### Task instructions
Which of the lines below include "pink"? Each one should be copied out.
======== Data listing ========
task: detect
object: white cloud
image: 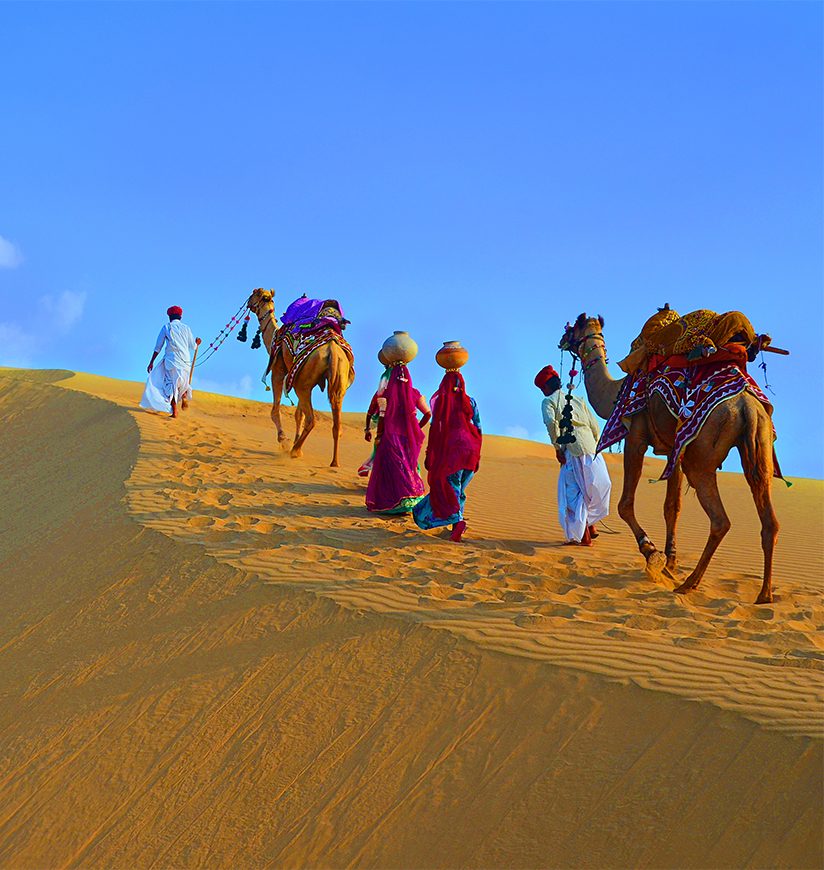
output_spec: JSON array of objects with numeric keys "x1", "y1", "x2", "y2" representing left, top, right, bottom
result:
[
  {"x1": 41, "y1": 290, "x2": 87, "y2": 333},
  {"x1": 0, "y1": 236, "x2": 23, "y2": 269},
  {"x1": 239, "y1": 374, "x2": 253, "y2": 397},
  {"x1": 504, "y1": 425, "x2": 530, "y2": 440}
]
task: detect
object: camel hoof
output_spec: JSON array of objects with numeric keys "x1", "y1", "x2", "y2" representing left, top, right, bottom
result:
[
  {"x1": 644, "y1": 550, "x2": 668, "y2": 582},
  {"x1": 754, "y1": 593, "x2": 773, "y2": 605},
  {"x1": 673, "y1": 581, "x2": 696, "y2": 595},
  {"x1": 330, "y1": 461, "x2": 339, "y2": 468},
  {"x1": 290, "y1": 449, "x2": 303, "y2": 459}
]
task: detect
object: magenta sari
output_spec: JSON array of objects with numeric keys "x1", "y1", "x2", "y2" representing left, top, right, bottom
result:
[{"x1": 365, "y1": 366, "x2": 426, "y2": 513}]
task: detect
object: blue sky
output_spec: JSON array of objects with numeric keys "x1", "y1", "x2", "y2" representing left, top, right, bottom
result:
[{"x1": 1, "y1": 1, "x2": 821, "y2": 477}]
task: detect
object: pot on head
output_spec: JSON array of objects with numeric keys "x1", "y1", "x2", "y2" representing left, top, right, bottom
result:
[
  {"x1": 436, "y1": 340, "x2": 469, "y2": 370},
  {"x1": 381, "y1": 331, "x2": 418, "y2": 366}
]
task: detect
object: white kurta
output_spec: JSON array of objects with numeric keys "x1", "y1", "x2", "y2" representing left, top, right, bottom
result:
[
  {"x1": 542, "y1": 391, "x2": 612, "y2": 542},
  {"x1": 140, "y1": 321, "x2": 197, "y2": 413}
]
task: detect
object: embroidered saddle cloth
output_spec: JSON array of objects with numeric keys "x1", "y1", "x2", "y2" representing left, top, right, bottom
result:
[
  {"x1": 270, "y1": 296, "x2": 354, "y2": 392},
  {"x1": 598, "y1": 347, "x2": 781, "y2": 480},
  {"x1": 277, "y1": 326, "x2": 354, "y2": 394}
]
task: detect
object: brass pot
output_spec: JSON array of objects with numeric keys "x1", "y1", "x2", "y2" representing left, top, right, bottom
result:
[
  {"x1": 435, "y1": 340, "x2": 469, "y2": 370},
  {"x1": 381, "y1": 331, "x2": 418, "y2": 366}
]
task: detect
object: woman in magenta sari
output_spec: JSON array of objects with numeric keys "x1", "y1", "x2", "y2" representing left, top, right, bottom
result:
[
  {"x1": 413, "y1": 371, "x2": 482, "y2": 541},
  {"x1": 365, "y1": 365, "x2": 431, "y2": 514}
]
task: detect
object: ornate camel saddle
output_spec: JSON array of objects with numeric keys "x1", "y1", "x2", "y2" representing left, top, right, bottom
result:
[
  {"x1": 600, "y1": 307, "x2": 782, "y2": 480},
  {"x1": 618, "y1": 306, "x2": 758, "y2": 374},
  {"x1": 271, "y1": 296, "x2": 354, "y2": 393}
]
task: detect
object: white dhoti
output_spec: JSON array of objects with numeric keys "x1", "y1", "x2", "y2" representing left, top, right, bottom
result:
[
  {"x1": 557, "y1": 453, "x2": 611, "y2": 542},
  {"x1": 140, "y1": 361, "x2": 192, "y2": 413}
]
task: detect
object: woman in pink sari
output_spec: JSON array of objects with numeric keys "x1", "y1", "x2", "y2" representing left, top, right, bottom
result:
[{"x1": 365, "y1": 364, "x2": 431, "y2": 514}]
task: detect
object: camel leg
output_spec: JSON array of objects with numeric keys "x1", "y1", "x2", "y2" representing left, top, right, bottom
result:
[
  {"x1": 270, "y1": 357, "x2": 288, "y2": 447},
  {"x1": 674, "y1": 467, "x2": 730, "y2": 595},
  {"x1": 748, "y1": 478, "x2": 779, "y2": 604},
  {"x1": 739, "y1": 413, "x2": 779, "y2": 605},
  {"x1": 330, "y1": 398, "x2": 342, "y2": 468},
  {"x1": 663, "y1": 463, "x2": 683, "y2": 576},
  {"x1": 326, "y1": 347, "x2": 348, "y2": 468},
  {"x1": 291, "y1": 387, "x2": 315, "y2": 459},
  {"x1": 618, "y1": 429, "x2": 666, "y2": 578}
]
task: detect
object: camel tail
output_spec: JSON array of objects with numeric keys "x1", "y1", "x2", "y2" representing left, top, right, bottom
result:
[{"x1": 326, "y1": 343, "x2": 349, "y2": 404}]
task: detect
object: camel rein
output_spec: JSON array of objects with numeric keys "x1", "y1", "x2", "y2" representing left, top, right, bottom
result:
[{"x1": 195, "y1": 299, "x2": 250, "y2": 368}]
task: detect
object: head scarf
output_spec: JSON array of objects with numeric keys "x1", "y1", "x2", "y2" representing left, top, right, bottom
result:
[
  {"x1": 365, "y1": 365, "x2": 426, "y2": 511},
  {"x1": 425, "y1": 371, "x2": 482, "y2": 519},
  {"x1": 167, "y1": 305, "x2": 183, "y2": 318}
]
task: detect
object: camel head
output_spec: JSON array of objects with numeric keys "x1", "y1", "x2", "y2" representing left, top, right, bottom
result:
[
  {"x1": 247, "y1": 288, "x2": 275, "y2": 319},
  {"x1": 559, "y1": 312, "x2": 605, "y2": 358}
]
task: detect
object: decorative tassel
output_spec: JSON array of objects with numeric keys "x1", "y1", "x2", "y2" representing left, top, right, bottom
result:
[
  {"x1": 557, "y1": 358, "x2": 578, "y2": 446},
  {"x1": 251, "y1": 327, "x2": 262, "y2": 349},
  {"x1": 237, "y1": 316, "x2": 250, "y2": 342}
]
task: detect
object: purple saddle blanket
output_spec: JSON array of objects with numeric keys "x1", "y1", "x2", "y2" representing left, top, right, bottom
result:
[{"x1": 281, "y1": 296, "x2": 346, "y2": 330}]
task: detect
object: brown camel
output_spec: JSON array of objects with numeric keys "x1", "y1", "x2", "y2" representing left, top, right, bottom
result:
[
  {"x1": 247, "y1": 289, "x2": 355, "y2": 467},
  {"x1": 561, "y1": 313, "x2": 779, "y2": 604}
]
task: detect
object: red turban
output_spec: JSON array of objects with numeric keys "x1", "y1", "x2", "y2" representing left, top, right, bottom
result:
[
  {"x1": 167, "y1": 305, "x2": 183, "y2": 318},
  {"x1": 534, "y1": 364, "x2": 559, "y2": 390}
]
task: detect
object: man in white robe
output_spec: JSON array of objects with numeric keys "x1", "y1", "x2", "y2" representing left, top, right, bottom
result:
[
  {"x1": 535, "y1": 365, "x2": 611, "y2": 546},
  {"x1": 141, "y1": 306, "x2": 199, "y2": 418}
]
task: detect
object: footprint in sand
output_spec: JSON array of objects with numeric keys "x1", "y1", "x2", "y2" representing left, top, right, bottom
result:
[
  {"x1": 187, "y1": 516, "x2": 215, "y2": 528},
  {"x1": 514, "y1": 612, "x2": 547, "y2": 628},
  {"x1": 502, "y1": 590, "x2": 528, "y2": 603}
]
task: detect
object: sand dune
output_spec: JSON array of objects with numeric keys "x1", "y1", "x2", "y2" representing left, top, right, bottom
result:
[{"x1": 0, "y1": 368, "x2": 821, "y2": 868}]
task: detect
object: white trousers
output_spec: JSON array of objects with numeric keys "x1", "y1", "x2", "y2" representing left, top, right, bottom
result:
[
  {"x1": 140, "y1": 361, "x2": 192, "y2": 413},
  {"x1": 557, "y1": 453, "x2": 611, "y2": 542}
]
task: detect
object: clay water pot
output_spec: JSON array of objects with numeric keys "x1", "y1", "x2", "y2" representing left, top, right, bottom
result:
[
  {"x1": 378, "y1": 348, "x2": 390, "y2": 367},
  {"x1": 436, "y1": 340, "x2": 469, "y2": 370},
  {"x1": 381, "y1": 331, "x2": 418, "y2": 366}
]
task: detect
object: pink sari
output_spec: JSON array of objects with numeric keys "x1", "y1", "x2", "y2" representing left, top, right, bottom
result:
[{"x1": 366, "y1": 366, "x2": 425, "y2": 513}]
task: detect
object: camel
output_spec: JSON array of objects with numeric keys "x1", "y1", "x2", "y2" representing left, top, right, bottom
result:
[
  {"x1": 247, "y1": 289, "x2": 355, "y2": 467},
  {"x1": 561, "y1": 313, "x2": 779, "y2": 604}
]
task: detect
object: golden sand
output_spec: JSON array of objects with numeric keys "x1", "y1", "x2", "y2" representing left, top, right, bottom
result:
[{"x1": 0, "y1": 368, "x2": 821, "y2": 868}]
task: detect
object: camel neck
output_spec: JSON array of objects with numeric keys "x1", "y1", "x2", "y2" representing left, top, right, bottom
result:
[
  {"x1": 579, "y1": 335, "x2": 625, "y2": 420},
  {"x1": 255, "y1": 305, "x2": 278, "y2": 353}
]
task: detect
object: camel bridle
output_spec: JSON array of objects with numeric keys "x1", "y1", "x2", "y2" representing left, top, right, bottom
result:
[{"x1": 564, "y1": 326, "x2": 608, "y2": 372}]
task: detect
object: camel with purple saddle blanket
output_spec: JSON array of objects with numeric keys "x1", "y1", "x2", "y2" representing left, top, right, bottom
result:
[
  {"x1": 247, "y1": 289, "x2": 355, "y2": 467},
  {"x1": 560, "y1": 309, "x2": 787, "y2": 604}
]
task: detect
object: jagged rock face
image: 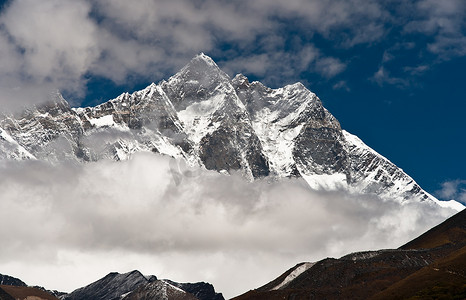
========
### Written solution
object: woman in pink sari
object: pink sari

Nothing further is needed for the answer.